• PROBLEM REQUIREMENTS: Reproduce the entries so that every line matches the original exactly.

(Saved data entries)
═══

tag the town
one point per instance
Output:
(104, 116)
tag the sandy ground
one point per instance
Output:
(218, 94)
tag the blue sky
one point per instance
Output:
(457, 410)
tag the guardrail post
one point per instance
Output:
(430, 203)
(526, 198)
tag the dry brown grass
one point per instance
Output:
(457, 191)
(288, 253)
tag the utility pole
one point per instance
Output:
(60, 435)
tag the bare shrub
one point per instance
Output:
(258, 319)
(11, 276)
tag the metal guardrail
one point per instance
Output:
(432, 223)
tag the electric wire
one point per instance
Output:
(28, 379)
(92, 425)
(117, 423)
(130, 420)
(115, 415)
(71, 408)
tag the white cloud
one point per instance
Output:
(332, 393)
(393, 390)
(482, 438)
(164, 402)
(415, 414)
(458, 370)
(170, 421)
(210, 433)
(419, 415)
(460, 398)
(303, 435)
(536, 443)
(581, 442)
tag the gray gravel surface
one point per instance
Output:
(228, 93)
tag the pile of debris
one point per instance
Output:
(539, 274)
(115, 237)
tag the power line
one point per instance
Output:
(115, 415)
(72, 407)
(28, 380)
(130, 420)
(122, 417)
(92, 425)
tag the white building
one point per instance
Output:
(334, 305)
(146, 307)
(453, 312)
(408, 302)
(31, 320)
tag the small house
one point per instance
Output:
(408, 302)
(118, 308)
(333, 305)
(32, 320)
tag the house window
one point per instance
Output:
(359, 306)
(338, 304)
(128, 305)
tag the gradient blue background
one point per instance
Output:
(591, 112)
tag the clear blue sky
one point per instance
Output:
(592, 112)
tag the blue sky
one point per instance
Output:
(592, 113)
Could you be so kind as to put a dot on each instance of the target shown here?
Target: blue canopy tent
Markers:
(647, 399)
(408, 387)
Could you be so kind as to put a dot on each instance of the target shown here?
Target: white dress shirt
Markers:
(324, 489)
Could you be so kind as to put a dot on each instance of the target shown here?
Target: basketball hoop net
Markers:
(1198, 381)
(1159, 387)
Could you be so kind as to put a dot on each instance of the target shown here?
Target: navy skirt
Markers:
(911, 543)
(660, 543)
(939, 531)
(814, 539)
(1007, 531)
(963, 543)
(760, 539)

═══

• RESPONSE AREA:
tag the town
one point per instance
Output:
(104, 116)
tag the sandy ground
one point per instance
Output:
(218, 94)
tag the blue sky
one point per instance
Output:
(457, 410)
tag the guardrail post
one point per instance
Output:
(430, 203)
(526, 198)
tag the dry brown grass
one point per instance
Output:
(457, 191)
(288, 253)
tag the utility pole
one point per instance
Output:
(60, 435)
tag the bare shrub
one point per instance
Output:
(258, 319)
(11, 276)
tag the metal guardrail
one point per instance
Output:
(432, 223)
tag the electric wire
one point per instance
Output:
(28, 379)
(92, 425)
(117, 423)
(130, 420)
(115, 415)
(71, 408)
tag the white cloud
one point per instance
Output:
(332, 393)
(393, 390)
(482, 438)
(164, 402)
(415, 414)
(458, 370)
(170, 421)
(210, 433)
(419, 415)
(460, 398)
(303, 435)
(536, 443)
(581, 442)
tag the gray gravel surface
one point per instance
Output:
(228, 93)
tag the pile of debris
one point per instance
Output:
(539, 274)
(115, 237)
tag the power line
one point per instance
Output:
(115, 415)
(72, 407)
(28, 380)
(130, 420)
(122, 417)
(92, 425)
tag the white building
one point per instance
Output:
(334, 305)
(146, 307)
(453, 312)
(408, 302)
(31, 320)
tag the small house
one point per instance
Output:
(408, 302)
(118, 308)
(333, 305)
(32, 320)
tag the house window
one point per instance
Output:
(359, 306)
(338, 304)
(128, 305)
tag the gradient blue background
one point per instance
Output:
(591, 112)
tag the clear blue sky
one point per instance
Output:
(592, 112)
tag the blue sky
one point per instance
Output:
(592, 113)
Could you be so kind as to put a dot on each instance of the target shown here?
Target: blue canopy tent
Markers:
(647, 399)
(408, 387)
Could you be so kind as to put a dot on each instance of the target shown here?
Target: white dress shirt
Markers:
(324, 489)
Could you be so kind as to put a dot on each instance of the target shown here?
Target: basketball hoop net
Markers:
(1198, 381)
(1159, 387)
Could you be so kind as to put a dot on each instance of the target shown here?
Target: navy skirt
Markers:
(911, 543)
(660, 543)
(939, 531)
(814, 539)
(1007, 531)
(963, 543)
(760, 539)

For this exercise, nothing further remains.